For Spell the Month in Books this month, our host Jana from Reviews From the Stacks is challenging us to spell the current month using only titles containing a number or a colour. I’m opting for the colour theme which I think will be the far easier option. Links take you to reviews where they exist
O
Oranges Are Not The Only Fruit by Jeanette Winterson

Jeanette Winterson’s best known book, Oranges Are Not The Only Fruit is loosely based on her own upbringing in an evangelical Pentecostal household. The main character is adopted and brought up by her mother as one of God’s elect and seems destined to embrace the life of a missionary. The novel traces her struggles to reconcile her faith with her sexuality and her decision to leave the church, home and family for the young woman with whom she has fallen in love.
I remember this was a challenging read because Winterson kept veering away from the main narrative and I didn’t understand her digressions into myths and legends.

Assigned task:
According to the blog post, what does the main character of Oranges Are Not The Only Fruit decide to leave? List each one.

Extracted information:
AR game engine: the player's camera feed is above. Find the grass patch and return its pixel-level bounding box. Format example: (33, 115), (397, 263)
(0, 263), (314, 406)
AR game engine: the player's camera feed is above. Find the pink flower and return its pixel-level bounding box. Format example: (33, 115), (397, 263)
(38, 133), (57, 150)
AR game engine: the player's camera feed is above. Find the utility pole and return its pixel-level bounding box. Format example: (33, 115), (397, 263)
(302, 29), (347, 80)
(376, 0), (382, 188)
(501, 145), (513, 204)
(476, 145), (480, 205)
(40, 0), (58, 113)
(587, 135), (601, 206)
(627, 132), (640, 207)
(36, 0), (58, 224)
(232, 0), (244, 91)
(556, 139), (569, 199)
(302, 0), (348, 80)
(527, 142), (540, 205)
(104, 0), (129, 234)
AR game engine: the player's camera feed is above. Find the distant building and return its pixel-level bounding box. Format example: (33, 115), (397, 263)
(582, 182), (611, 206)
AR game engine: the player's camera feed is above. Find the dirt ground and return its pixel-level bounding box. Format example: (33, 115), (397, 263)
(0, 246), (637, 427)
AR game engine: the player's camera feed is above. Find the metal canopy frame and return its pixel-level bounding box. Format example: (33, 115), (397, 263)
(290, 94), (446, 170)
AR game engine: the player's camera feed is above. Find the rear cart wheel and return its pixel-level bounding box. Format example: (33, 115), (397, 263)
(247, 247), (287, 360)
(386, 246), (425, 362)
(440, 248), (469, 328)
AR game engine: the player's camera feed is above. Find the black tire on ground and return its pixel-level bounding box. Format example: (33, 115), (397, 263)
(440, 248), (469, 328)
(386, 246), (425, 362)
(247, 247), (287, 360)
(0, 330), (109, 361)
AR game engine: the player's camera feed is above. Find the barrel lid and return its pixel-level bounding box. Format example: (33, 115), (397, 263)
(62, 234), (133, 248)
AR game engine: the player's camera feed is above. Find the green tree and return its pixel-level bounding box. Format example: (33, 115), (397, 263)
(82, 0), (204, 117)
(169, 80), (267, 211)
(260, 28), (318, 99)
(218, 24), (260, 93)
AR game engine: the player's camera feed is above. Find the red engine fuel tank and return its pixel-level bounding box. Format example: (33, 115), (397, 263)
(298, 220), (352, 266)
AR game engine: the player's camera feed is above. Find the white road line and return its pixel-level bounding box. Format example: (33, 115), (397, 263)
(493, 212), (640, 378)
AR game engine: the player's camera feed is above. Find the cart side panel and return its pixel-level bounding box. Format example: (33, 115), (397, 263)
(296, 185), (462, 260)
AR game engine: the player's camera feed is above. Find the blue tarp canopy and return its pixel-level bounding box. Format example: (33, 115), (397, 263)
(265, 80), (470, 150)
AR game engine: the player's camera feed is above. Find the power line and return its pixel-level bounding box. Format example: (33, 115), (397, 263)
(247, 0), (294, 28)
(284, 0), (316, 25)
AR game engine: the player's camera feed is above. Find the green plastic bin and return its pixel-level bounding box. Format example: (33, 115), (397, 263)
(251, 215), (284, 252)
--
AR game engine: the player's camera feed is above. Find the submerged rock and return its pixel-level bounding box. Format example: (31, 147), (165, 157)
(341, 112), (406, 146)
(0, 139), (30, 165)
==
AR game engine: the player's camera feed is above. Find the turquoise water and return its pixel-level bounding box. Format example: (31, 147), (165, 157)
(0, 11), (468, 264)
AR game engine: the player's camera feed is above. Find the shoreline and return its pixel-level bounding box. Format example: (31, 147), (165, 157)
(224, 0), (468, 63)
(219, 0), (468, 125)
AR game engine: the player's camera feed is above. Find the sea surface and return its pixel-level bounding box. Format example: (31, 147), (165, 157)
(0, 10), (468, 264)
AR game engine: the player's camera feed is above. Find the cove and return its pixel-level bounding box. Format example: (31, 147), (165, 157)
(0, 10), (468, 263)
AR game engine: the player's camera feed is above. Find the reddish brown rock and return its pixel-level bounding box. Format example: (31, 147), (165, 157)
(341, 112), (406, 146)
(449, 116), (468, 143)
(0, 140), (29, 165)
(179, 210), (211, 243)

Response to the task:
The church, home, and family.